■ WHAT IS EXPECTED ■
Copy the article on canine semen freezing word for word, everything from "Canine semen testing" down to "genetics is growing.".

■ PAGE EXTRACT ■

Canine semen testing and freezing is by no means a new practice, but it is a growing field.
Much like testing and freezing bull semen, graziers are looking to preserve quality genetics from man's best friend more and more.
Recently expanding the business to become a multi-species operation, Beef Breeding Services has moved into the canine reproduction space under the Pupsicles banner.
BBS breeding services manager Les Kingston said since acquiring the business from Australian Reproductive Technologies late last year, it's clear that investment in preserving canine genetics is growing.
"From when we've started, we've noticed not so much testing but certainly people wanting to freeze semen and testing would be part of that," Mr Kingston said.
"There's as many working dogs being collected as there are people's pets."
They've serviced 'in the hundreds', as graziers with good working dogs look to keep semen for future use.
"Certainly while we're out semen testing and semen collecting on bulls and stuff, people will say 'can you do dogs as well'," Mr Kingston said.
"A lot of people don't know about it, so when we talk to people about it they're quite surprised as to what we can do, how long we can preserve stuff for and that the genetics are going to always be there.

■ RECORD SET ■

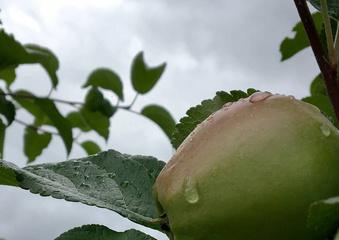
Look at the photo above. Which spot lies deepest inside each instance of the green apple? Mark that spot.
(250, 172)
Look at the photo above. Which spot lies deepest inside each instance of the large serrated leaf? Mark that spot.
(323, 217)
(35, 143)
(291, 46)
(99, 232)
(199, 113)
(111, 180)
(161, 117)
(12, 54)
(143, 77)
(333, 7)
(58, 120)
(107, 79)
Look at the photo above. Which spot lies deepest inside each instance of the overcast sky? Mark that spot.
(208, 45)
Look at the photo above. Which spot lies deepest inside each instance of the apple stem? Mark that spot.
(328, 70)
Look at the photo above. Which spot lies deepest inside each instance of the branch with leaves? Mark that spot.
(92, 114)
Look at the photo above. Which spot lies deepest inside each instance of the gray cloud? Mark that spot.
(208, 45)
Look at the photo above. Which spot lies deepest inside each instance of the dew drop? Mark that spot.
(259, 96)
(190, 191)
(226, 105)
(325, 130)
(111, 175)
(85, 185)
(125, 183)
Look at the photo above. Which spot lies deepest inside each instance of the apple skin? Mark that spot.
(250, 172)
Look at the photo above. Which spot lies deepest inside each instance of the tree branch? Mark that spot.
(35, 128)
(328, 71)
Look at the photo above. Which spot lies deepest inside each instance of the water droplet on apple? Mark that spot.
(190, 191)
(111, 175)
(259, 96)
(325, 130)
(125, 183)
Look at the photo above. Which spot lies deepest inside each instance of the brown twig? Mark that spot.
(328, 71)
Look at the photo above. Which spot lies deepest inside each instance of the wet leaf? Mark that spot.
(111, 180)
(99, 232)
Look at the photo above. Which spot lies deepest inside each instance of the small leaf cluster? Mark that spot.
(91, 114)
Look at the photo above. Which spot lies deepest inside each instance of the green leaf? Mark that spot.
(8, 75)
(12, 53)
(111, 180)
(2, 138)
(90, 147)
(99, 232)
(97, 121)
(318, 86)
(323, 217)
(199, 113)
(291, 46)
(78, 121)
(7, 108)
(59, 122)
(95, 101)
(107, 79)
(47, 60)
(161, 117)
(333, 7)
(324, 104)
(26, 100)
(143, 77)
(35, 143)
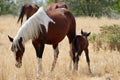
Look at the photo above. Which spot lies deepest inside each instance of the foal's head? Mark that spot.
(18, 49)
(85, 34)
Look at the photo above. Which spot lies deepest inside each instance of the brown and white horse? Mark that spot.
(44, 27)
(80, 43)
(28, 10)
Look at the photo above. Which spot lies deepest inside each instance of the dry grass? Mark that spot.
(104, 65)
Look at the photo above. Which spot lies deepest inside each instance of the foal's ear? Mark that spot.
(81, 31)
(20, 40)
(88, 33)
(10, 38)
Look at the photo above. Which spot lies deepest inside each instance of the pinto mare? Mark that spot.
* * *
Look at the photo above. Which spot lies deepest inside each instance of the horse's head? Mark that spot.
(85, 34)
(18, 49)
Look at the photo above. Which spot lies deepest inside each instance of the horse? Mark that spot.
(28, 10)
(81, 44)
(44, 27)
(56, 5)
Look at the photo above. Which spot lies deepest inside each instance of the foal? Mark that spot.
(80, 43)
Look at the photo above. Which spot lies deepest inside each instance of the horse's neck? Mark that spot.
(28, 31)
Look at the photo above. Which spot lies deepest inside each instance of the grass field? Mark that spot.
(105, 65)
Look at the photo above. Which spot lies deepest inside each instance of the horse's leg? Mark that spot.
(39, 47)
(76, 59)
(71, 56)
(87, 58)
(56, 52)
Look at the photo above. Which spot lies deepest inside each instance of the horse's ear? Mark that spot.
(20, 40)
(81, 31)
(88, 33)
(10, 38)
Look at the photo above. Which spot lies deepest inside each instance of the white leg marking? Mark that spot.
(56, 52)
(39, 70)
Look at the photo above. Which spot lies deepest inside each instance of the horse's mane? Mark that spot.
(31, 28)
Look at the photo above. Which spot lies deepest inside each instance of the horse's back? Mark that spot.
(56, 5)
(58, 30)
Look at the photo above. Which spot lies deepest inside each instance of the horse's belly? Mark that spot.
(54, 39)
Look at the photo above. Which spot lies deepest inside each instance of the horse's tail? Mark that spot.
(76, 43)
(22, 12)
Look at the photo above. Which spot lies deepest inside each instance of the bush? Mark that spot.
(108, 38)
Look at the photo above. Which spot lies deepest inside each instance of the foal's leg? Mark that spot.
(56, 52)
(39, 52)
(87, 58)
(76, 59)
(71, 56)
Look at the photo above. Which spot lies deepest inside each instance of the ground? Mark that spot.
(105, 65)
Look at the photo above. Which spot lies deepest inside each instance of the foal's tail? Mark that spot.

■ PROBLEM SOLUTION ■
Canine semen testing and freezing is by no means a new practice, but it is a growing field.
Much like testing and freezing bull semen, graziers are looking to preserve quality genetics from man's best friend more and more.
Recently expanding the business to become a multi-species operation, Beef Breeding Services has moved into the canine reproduction space under the Pupsicles banner.
BBS breeding services manager Les Kingston said since acquiring the business from Australian Reproductive Technologies late last year, it's clear that investment in preserving canine genetics is growing.